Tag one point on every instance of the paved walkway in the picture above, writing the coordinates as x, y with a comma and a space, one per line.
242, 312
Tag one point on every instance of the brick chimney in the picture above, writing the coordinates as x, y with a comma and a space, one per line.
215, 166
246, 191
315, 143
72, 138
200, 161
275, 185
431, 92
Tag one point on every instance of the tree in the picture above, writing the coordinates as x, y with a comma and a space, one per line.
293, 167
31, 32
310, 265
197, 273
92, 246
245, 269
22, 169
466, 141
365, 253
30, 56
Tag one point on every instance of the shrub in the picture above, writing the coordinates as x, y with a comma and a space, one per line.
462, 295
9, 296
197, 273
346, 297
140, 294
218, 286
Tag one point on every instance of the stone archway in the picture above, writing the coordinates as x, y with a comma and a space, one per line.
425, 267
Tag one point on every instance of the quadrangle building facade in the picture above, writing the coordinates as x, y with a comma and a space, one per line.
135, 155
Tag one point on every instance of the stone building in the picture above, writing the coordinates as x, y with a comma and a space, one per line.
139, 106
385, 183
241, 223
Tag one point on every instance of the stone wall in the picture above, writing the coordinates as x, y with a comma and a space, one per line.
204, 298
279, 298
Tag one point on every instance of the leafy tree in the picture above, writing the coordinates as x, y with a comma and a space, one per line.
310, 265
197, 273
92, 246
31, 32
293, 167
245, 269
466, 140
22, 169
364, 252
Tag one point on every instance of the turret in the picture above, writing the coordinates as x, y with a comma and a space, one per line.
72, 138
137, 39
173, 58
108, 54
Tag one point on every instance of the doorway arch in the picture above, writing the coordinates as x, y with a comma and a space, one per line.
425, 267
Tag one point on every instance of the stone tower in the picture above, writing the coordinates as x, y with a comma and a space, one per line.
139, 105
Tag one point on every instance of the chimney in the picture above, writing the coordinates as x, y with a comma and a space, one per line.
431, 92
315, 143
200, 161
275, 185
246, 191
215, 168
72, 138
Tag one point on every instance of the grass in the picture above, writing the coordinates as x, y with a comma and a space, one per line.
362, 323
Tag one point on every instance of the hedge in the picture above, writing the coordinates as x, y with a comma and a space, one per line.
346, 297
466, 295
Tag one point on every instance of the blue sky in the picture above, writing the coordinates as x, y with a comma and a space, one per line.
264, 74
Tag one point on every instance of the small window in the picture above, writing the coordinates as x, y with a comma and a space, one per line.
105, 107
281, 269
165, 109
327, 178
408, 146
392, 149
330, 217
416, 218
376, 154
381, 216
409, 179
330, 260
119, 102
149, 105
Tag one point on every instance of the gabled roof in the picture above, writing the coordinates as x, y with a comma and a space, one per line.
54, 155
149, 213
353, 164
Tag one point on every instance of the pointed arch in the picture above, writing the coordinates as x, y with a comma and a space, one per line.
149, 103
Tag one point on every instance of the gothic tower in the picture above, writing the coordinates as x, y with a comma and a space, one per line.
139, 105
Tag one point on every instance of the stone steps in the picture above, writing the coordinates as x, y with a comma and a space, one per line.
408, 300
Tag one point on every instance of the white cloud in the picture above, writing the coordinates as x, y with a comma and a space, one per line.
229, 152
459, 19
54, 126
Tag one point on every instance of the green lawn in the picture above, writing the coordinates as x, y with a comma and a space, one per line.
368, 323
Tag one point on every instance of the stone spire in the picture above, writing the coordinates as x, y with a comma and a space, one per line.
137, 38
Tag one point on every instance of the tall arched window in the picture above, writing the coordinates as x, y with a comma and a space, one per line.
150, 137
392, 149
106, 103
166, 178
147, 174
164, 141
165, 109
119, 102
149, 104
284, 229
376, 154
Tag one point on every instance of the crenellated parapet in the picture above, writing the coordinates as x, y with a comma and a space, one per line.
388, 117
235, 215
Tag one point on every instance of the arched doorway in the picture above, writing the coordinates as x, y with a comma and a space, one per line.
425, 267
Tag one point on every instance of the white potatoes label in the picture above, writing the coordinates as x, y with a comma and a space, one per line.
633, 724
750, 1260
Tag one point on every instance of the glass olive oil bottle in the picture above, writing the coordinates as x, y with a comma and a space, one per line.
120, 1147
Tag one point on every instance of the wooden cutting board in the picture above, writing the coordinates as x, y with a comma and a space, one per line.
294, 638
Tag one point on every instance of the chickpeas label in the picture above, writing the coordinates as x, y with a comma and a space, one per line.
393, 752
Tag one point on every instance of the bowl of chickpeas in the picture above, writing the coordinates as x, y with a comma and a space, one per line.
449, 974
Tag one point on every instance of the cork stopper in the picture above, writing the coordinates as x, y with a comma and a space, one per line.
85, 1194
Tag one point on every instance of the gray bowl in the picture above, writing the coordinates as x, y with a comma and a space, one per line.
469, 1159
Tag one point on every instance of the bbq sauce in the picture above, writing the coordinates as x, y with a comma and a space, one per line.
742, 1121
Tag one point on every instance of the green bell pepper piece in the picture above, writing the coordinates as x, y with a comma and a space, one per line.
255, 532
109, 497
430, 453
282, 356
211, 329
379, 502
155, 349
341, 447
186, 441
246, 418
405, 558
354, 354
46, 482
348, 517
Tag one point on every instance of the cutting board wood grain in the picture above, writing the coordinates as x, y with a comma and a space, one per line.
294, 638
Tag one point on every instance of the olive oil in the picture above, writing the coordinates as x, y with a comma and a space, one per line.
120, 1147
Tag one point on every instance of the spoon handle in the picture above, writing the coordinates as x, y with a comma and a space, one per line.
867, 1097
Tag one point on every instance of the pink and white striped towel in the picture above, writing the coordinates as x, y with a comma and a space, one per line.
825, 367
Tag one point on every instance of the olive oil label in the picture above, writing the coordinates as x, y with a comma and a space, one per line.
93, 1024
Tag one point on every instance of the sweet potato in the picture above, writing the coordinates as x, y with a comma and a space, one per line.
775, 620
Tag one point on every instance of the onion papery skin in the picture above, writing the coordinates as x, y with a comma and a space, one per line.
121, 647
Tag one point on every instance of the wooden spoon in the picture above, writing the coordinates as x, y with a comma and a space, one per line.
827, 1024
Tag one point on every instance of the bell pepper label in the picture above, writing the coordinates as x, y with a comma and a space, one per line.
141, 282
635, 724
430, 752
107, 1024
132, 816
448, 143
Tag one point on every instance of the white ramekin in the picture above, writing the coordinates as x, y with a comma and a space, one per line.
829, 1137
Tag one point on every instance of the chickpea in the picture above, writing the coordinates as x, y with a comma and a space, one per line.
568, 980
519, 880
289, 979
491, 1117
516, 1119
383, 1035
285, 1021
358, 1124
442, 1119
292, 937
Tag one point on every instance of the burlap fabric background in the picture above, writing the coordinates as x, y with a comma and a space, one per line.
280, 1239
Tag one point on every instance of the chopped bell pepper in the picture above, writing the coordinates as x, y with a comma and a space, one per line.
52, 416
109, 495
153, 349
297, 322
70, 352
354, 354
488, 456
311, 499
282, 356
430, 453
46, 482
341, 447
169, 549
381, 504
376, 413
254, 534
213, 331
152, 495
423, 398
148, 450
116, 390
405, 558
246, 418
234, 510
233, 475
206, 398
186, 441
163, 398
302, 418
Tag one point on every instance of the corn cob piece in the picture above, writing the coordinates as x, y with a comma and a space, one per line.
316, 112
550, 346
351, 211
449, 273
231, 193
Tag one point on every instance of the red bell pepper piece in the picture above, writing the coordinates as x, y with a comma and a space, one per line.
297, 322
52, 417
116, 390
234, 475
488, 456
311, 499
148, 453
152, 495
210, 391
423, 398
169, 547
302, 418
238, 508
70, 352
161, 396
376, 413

TASK DIRECTIONS
Repeat the material in full, exactly as it stands.

REPLY TO THE EXERCISE
Tag one point on every instance of the paved walkway in the picture above, writing the coordinates as x, y with a comma and a space, one per line.
242, 312
Tag one point on every instance of the brick chimney in the picture above, writing the coordinates as x, y with a comma and a space, one per line.
215, 166
246, 191
315, 143
72, 138
200, 161
275, 185
431, 92
Tag one point on every instance of the tree in the picture above, writing the coordinates as x, y with a comma and a space, one per line.
293, 167
31, 32
310, 265
197, 273
92, 246
245, 269
22, 169
466, 141
365, 253
30, 56
Tag one point on every instance of the shrub in the picture above, writing the coordinates as x, y with a comma and a space, one per line.
462, 295
9, 296
197, 273
346, 297
140, 294
218, 286
Tag one point on every instance of the stone archway in the picture above, writing the coordinates as x, y with a comma and a space, one per line.
425, 267
Tag one point on every instance of the quadrangle building facade in the picture above, writing the coordinates as x, y with a comma and a space, one per line.
135, 155
Tag one point on every instance of the stone building in the picture above, writing the coordinates as x, y with a comma and a space, one per line.
139, 106
385, 183
241, 223
Tag one point on every instance of the stone wall in the picture above, writing the coordinates as x, y with a comma and a space, one per line.
204, 298
279, 298
Tag one point on every instance of the leafy tree in the picture above, writing the coordinates as x, y with a comma and a space, one per line.
310, 265
197, 273
92, 246
31, 32
293, 167
245, 269
466, 140
22, 169
364, 252
Tag one point on every instance of the turret in the picture above, writing the coordinates as x, y with a comma and a space, one per line.
72, 138
137, 39
173, 58
108, 54
Tag one point on every instance of the doorway arch in the picture above, writing the coordinates as x, y with a comma and a space, one per line.
425, 267
Tag one point on every instance of the stone tower in the picture above, writing the coordinates as x, y with a comma and a space, one per line.
139, 105
Tag one point on every instance of the chimney in the picture above, writing the coordinates as x, y with a comma and a space, one per line.
431, 92
315, 143
200, 161
275, 185
246, 191
215, 168
72, 138
Tag one point on every instance of the grass in the picture above, writing the coordinates as x, y with a comma and a space, one per line.
362, 323
Tag one point on every instance of the hedge in the picture above, writing the coordinates as x, y with a comma and a space, one per line.
346, 297
466, 295
Tag one point on every instance of the blue sky in the picture above, writing the coordinates as x, y with a comma and a space, one per line.
264, 74
Tag one point on every instance of the small window in the picture above, writing the coordinates as x, y with a comma and a space, one per line.
105, 107
281, 269
165, 109
327, 178
408, 146
392, 149
330, 217
416, 218
376, 154
381, 216
409, 179
330, 260
119, 102
149, 105
Tag one point on every instance of the gabled roof in the picture above, writing the coordinates as x, y with a comma and a space, one per line.
54, 155
149, 213
353, 164
Tag one point on every instance of the pointed arch in the picture above, writing the coordinates as x, y with a comma and a space, one per line.
149, 103
Tag one point on every instance of the gothic tower in the picture above, writing the coordinates as x, y with a comma and a space, one per line.
139, 105
Tag one point on every instance of the stone steps in the picture above, writing the coordinates as x, y with a comma and a space, one per line.
408, 300
Tag one point on every instance of the white cloud in the picture above, writing the coordinates as x, y with a comma and a space, one per line.
229, 152
459, 19
54, 126
Tag one point on every instance of the green lawn in the picture above, writing the coordinates as x, y with a comma and a space, one per line.
368, 323
Tag one point on every instance of the stone spire in the picture above, writing the coordinates as x, y with a comma and a space, one per line.
137, 38
Tag one point on every instance of the tall arched window in the picture above, writing the coordinates as x, y with a comma and a space, one per line.
150, 137
392, 149
106, 103
166, 178
147, 174
164, 141
165, 109
119, 102
149, 104
284, 229
376, 154
Tag one point on every instance of the crenellated parapet in the picture above, writing the coordinates as x, y with a comma and a space, one per line.
388, 117
235, 215
Tag one point on every instance of the arched doorway in the picture above, writing the coordinates as x, y with a comma and a space, one per line.
425, 267
Tag one point on every instance of the white potatoes label in the picture above, writing the coordinates as x, y with a comma and a space, one per line.
633, 724
750, 1260
Tag one point on every instance of the glass olive oil bottle in the picture above, writing the coordinates as x, y with a comma and a space, one per line.
120, 1147
Tag one point on every instance of the wooden cutting board in the picture above, writing the coordinates as x, y with a comma and a space, one per line.
294, 638
Tag one point on every instance of the chickpeas label in the picture above, writing the coordinates as x, y with a comma and a space, one per line.
393, 752
Tag one point on every instance of the bowl of chickpeas in the picture above, writing the coordinates as x, y with a comma and a space, one per line.
449, 974
Tag one point on every instance of the cork stopper in the picture above, writing the coordinates as x, y with a comma and a space, one per line.
85, 1194
Tag one point on every instance of the gray bowl in the picture above, writing the coordinates as x, y with a comma and a space, one per line.
469, 1159
Tag one point on every instance of the bbq sauce in the picture above, writing the coordinates as x, y with a comma and a space, one per line.
742, 1121
Tag one point on every instance of the green bell pepper piece in the picture above, writing the coordinates as x, y with a comma and a space, one per line.
255, 532
109, 497
430, 453
282, 356
211, 329
379, 502
155, 349
341, 447
186, 441
246, 418
405, 558
354, 354
46, 482
348, 517
Tag one point on every instance of the cutting board wood grain in the picture above, writing the coordinates as x, y with a comma and a space, one per line.
294, 638
Tag one point on every instance of the olive oil in the picture above, writing the coordinates as x, y with a comma and a space, one per line.
120, 1147
Tag one point on every instance of the spoon handle in the picture above, writing the coordinates as x, y with a comma and a space, one per line.
867, 1097
Tag one point on every instance of the pink and white striped towel in the picture above, writing the coordinates as x, y with a comma and a space, one per line.
825, 367
Tag one point on every instance of the olive oil label in the picture above, writing the coordinates as x, y with a comma and a space, one per line.
93, 1024
Tag one point on every instance of the sweet potato in the picture above, writing the coordinates as x, y with a comma and a space, one per line.
775, 620
Tag one point on every instance of the onion papery skin in the picture above, writing the coordinates as x, y with a comma and a space, one per line.
121, 647
Tag one point on every instance of the wooden spoon in the picture above, writing the coordinates as x, y with a comma and a space, one per line.
827, 1024
Tag one point on every instance of the bell pepper label in the picture above, writing the coordinates as x, y with a comma and a space, one per line.
141, 282
635, 724
430, 752
107, 1024
132, 816
448, 143
Tag one point on every instance of the white ramekin in the picture above, writing the coordinates as x, y with a comma and a space, one per line.
829, 1137
Tag one point on every instance of the chickpea in the picture above, writing the coordinates as x, y with a comma and a space, one per line.
568, 980
519, 880
289, 979
491, 1117
516, 1119
383, 1035
285, 1021
358, 1124
442, 1119
292, 937
Tag one point on every instance of the burlap fabric background in the picture above, writing the coordinates as x, y with a comma and a space, one per line.
280, 1239
Tag one point on every instance of the chopped bell pepper in the picture above, writing the coordinates as x, y with a comma and a space, one per line.
52, 416
109, 495
153, 349
297, 322
70, 352
354, 354
488, 456
311, 499
282, 356
430, 453
46, 482
341, 447
169, 549
381, 504
376, 413
254, 534
213, 331
152, 495
423, 398
148, 450
116, 390
405, 558
246, 418
234, 510
233, 475
206, 398
186, 441
163, 398
302, 418
Tag one point on every instance of the corn cob piece in the picture above, writing the coordinates as x, y with a comma and a space, one per line.
316, 112
550, 346
351, 211
449, 273
231, 193
Tag one point on every instance of the red bell pepper piece in the picture above, writing the coordinates as x, y with a comma and a space, one per line.
297, 322
52, 417
116, 390
234, 475
488, 456
311, 499
148, 453
152, 495
210, 391
423, 398
169, 547
302, 418
238, 508
70, 352
161, 396
376, 413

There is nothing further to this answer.